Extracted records
--- START ---

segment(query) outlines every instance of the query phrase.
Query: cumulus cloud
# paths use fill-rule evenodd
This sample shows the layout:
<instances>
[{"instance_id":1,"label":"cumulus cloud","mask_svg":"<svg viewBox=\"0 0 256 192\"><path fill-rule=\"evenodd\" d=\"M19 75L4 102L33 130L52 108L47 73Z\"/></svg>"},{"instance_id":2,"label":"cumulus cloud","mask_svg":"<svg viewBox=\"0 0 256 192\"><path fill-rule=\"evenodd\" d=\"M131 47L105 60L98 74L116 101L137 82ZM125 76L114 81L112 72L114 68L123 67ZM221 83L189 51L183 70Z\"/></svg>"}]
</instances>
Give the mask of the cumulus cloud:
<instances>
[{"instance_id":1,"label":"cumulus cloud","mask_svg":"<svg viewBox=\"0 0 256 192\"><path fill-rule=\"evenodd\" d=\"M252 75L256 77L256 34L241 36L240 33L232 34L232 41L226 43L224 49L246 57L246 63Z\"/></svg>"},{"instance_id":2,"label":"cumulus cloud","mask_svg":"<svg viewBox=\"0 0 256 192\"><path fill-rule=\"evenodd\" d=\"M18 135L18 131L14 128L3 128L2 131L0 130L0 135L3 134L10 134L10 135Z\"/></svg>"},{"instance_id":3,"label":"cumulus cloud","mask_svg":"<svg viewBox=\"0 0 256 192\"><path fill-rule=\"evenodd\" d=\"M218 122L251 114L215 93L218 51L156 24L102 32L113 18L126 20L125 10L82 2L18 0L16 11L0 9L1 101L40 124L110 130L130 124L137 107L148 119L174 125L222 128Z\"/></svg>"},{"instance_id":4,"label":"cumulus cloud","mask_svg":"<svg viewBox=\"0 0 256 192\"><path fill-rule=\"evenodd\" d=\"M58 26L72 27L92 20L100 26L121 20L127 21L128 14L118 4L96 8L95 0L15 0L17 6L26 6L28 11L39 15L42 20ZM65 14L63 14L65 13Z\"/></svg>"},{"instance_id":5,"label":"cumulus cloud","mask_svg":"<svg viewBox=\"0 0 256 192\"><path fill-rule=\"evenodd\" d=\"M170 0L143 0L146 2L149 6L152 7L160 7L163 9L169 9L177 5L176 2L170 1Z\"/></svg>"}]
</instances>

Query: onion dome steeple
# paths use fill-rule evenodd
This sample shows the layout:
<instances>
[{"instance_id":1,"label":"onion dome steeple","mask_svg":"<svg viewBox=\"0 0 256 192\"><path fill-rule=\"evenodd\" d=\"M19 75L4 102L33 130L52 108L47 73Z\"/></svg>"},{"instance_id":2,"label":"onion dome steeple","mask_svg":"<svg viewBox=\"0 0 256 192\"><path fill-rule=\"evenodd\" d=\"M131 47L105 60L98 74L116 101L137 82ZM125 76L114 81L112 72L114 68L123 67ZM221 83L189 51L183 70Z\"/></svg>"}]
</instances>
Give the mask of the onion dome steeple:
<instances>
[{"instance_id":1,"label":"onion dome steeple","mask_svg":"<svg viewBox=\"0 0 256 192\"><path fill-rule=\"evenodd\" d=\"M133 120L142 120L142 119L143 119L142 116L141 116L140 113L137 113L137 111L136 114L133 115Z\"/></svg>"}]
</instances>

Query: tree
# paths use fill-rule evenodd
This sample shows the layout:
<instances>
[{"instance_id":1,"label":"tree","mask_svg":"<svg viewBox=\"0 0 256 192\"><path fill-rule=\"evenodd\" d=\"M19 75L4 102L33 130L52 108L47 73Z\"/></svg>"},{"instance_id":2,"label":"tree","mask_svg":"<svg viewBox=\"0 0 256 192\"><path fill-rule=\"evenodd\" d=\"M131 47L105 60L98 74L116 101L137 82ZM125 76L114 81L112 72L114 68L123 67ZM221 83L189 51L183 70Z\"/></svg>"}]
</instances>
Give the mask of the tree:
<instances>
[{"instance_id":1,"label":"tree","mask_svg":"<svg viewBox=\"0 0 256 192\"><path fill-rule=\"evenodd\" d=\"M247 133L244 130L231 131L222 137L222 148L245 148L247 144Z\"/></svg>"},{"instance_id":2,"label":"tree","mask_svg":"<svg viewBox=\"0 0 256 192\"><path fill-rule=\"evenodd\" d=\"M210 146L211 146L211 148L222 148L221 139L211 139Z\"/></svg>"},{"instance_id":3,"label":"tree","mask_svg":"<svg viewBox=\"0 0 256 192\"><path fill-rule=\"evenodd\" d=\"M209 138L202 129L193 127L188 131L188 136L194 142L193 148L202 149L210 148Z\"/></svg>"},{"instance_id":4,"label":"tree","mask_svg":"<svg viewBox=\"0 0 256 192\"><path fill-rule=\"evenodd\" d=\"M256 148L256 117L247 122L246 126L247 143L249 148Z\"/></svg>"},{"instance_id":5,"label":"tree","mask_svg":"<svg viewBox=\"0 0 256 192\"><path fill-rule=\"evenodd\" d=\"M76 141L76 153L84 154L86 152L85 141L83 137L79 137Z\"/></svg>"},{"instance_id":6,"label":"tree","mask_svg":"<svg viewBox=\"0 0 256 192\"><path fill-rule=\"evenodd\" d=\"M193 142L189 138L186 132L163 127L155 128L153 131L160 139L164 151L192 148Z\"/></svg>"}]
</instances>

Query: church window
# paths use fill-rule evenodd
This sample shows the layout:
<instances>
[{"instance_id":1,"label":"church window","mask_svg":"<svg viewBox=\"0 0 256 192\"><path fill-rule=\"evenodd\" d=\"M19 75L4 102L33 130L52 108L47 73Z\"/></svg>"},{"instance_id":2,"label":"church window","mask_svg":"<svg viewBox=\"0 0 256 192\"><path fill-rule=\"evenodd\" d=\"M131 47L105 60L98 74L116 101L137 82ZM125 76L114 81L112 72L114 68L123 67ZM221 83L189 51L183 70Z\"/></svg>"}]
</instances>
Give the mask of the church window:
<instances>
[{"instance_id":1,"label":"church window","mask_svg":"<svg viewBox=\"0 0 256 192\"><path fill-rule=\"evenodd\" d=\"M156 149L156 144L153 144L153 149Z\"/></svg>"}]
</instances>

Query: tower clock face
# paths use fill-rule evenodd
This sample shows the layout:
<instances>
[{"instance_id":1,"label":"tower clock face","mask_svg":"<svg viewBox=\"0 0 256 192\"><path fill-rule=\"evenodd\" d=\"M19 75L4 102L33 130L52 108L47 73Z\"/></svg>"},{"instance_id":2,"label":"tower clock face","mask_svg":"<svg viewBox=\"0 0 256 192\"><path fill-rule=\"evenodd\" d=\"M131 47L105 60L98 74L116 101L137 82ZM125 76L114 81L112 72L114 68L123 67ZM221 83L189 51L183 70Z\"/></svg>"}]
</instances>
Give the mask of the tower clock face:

--- END ---

What is required: Return all of the items above, reproducing every line verbatim.

Response to the task:
segment(query) outlines every instance of the query phrase.
Query: cumulus cloud
# paths use fill-rule evenodd
This sample shows the layout:
<instances>
[{"instance_id":1,"label":"cumulus cloud","mask_svg":"<svg viewBox=\"0 0 256 192\"><path fill-rule=\"evenodd\" d=\"M19 75L4 102L33 130L52 108L47 73Z\"/></svg>"},{"instance_id":2,"label":"cumulus cloud","mask_svg":"<svg viewBox=\"0 0 256 192\"><path fill-rule=\"evenodd\" d=\"M131 47L105 60L98 74L116 101L137 82ZM125 76L114 81L112 72L114 68L123 67ZM221 83L189 51L183 70Z\"/></svg>"}]
</instances>
Give the mask of the cumulus cloud:
<instances>
[{"instance_id":1,"label":"cumulus cloud","mask_svg":"<svg viewBox=\"0 0 256 192\"><path fill-rule=\"evenodd\" d=\"M252 75L256 77L256 34L241 36L240 33L232 34L232 41L226 43L224 49L246 57L246 63Z\"/></svg>"},{"instance_id":2,"label":"cumulus cloud","mask_svg":"<svg viewBox=\"0 0 256 192\"><path fill-rule=\"evenodd\" d=\"M18 135L18 131L14 128L3 128L2 131L0 130L0 135L3 134L10 134L10 135Z\"/></svg>"},{"instance_id":3,"label":"cumulus cloud","mask_svg":"<svg viewBox=\"0 0 256 192\"><path fill-rule=\"evenodd\" d=\"M218 122L251 114L215 93L218 51L156 24L102 32L113 18L126 20L125 10L82 2L18 0L16 11L0 9L1 101L40 124L110 130L130 124L137 107L148 119L174 125L222 128Z\"/></svg>"},{"instance_id":4,"label":"cumulus cloud","mask_svg":"<svg viewBox=\"0 0 256 192\"><path fill-rule=\"evenodd\" d=\"M58 26L72 27L92 20L100 26L121 20L127 21L128 14L118 4L96 8L95 0L15 0L17 6L26 6L28 11L39 15L42 20ZM65 14L63 14L65 13Z\"/></svg>"},{"instance_id":5,"label":"cumulus cloud","mask_svg":"<svg viewBox=\"0 0 256 192\"><path fill-rule=\"evenodd\" d=\"M170 0L143 0L146 2L149 6L152 7L160 7L163 9L169 9L177 5L176 2L170 1Z\"/></svg>"}]
</instances>

Query: onion dome steeple
# paths use fill-rule evenodd
This sample shows the layout:
<instances>
[{"instance_id":1,"label":"onion dome steeple","mask_svg":"<svg viewBox=\"0 0 256 192\"><path fill-rule=\"evenodd\" d=\"M19 75L4 102L33 130L52 108L47 73Z\"/></svg>"},{"instance_id":2,"label":"onion dome steeple","mask_svg":"<svg viewBox=\"0 0 256 192\"><path fill-rule=\"evenodd\" d=\"M131 47L105 60L98 74L116 101L137 82ZM125 76L114 81L112 72L114 68L123 67ZM221 83L189 51L183 70Z\"/></svg>"}]
</instances>
Give the mask of the onion dome steeple:
<instances>
[{"instance_id":1,"label":"onion dome steeple","mask_svg":"<svg viewBox=\"0 0 256 192\"><path fill-rule=\"evenodd\" d=\"M133 120L142 120L142 119L143 119L142 116L141 116L140 113L137 113L137 111L136 114L133 115Z\"/></svg>"}]
</instances>

Query: tree
# paths use fill-rule evenodd
This sample shows the layout:
<instances>
[{"instance_id":1,"label":"tree","mask_svg":"<svg viewBox=\"0 0 256 192\"><path fill-rule=\"evenodd\" d=\"M19 75L4 102L33 130L52 108L47 73Z\"/></svg>"},{"instance_id":2,"label":"tree","mask_svg":"<svg viewBox=\"0 0 256 192\"><path fill-rule=\"evenodd\" d=\"M131 47L105 60L98 74L116 101L137 82ZM125 76L114 81L112 72L114 68L123 67ZM221 83L189 51L183 70Z\"/></svg>"}]
</instances>
Give the mask of the tree:
<instances>
[{"instance_id":1,"label":"tree","mask_svg":"<svg viewBox=\"0 0 256 192\"><path fill-rule=\"evenodd\" d=\"M247 133L244 130L231 131L222 137L222 148L245 148L247 144Z\"/></svg>"},{"instance_id":2,"label":"tree","mask_svg":"<svg viewBox=\"0 0 256 192\"><path fill-rule=\"evenodd\" d=\"M210 146L211 146L211 148L222 148L221 139L211 139Z\"/></svg>"},{"instance_id":3,"label":"tree","mask_svg":"<svg viewBox=\"0 0 256 192\"><path fill-rule=\"evenodd\" d=\"M209 138L202 129L193 127L188 131L188 136L194 142L193 148L202 149L210 148Z\"/></svg>"},{"instance_id":4,"label":"tree","mask_svg":"<svg viewBox=\"0 0 256 192\"><path fill-rule=\"evenodd\" d=\"M256 148L256 117L247 122L246 126L247 143L249 148Z\"/></svg>"},{"instance_id":5,"label":"tree","mask_svg":"<svg viewBox=\"0 0 256 192\"><path fill-rule=\"evenodd\" d=\"M76 141L76 153L84 154L86 152L85 141L83 137L79 137Z\"/></svg>"},{"instance_id":6,"label":"tree","mask_svg":"<svg viewBox=\"0 0 256 192\"><path fill-rule=\"evenodd\" d=\"M193 142L189 138L186 132L163 127L155 128L153 131L160 139L164 151L192 148Z\"/></svg>"}]
</instances>

Query: church window
# paths use fill-rule evenodd
This sample shows the layout:
<instances>
[{"instance_id":1,"label":"church window","mask_svg":"<svg viewBox=\"0 0 256 192\"><path fill-rule=\"evenodd\" d=\"M19 75L4 102L33 130L52 108L47 73Z\"/></svg>"},{"instance_id":2,"label":"church window","mask_svg":"<svg viewBox=\"0 0 256 192\"><path fill-rule=\"evenodd\" d=\"M131 47L105 60L98 74L116 101L137 82ZM125 76L114 81L112 72L114 68L123 67ZM221 83L189 51L183 70Z\"/></svg>"}]
</instances>
Give the mask of the church window:
<instances>
[{"instance_id":1,"label":"church window","mask_svg":"<svg viewBox=\"0 0 256 192\"><path fill-rule=\"evenodd\" d=\"M156 149L156 144L153 144L153 149Z\"/></svg>"}]
</instances>

Query: tower clock face
# paths use fill-rule evenodd
This sample shows the layout:
<instances>
[{"instance_id":1,"label":"tower clock face","mask_svg":"<svg viewBox=\"0 0 256 192\"><path fill-rule=\"evenodd\" d=\"M19 75L4 102L33 130L52 108L47 73Z\"/></svg>"},{"instance_id":2,"label":"tower clock face","mask_svg":"<svg viewBox=\"0 0 256 192\"><path fill-rule=\"evenodd\" d=\"M131 47L105 60L98 74L116 101L137 82ZM125 76L114 81L112 72L114 68L123 67ZM221 83L189 51L183 70Z\"/></svg>"}]
</instances>
Give the mask of the tower clock face:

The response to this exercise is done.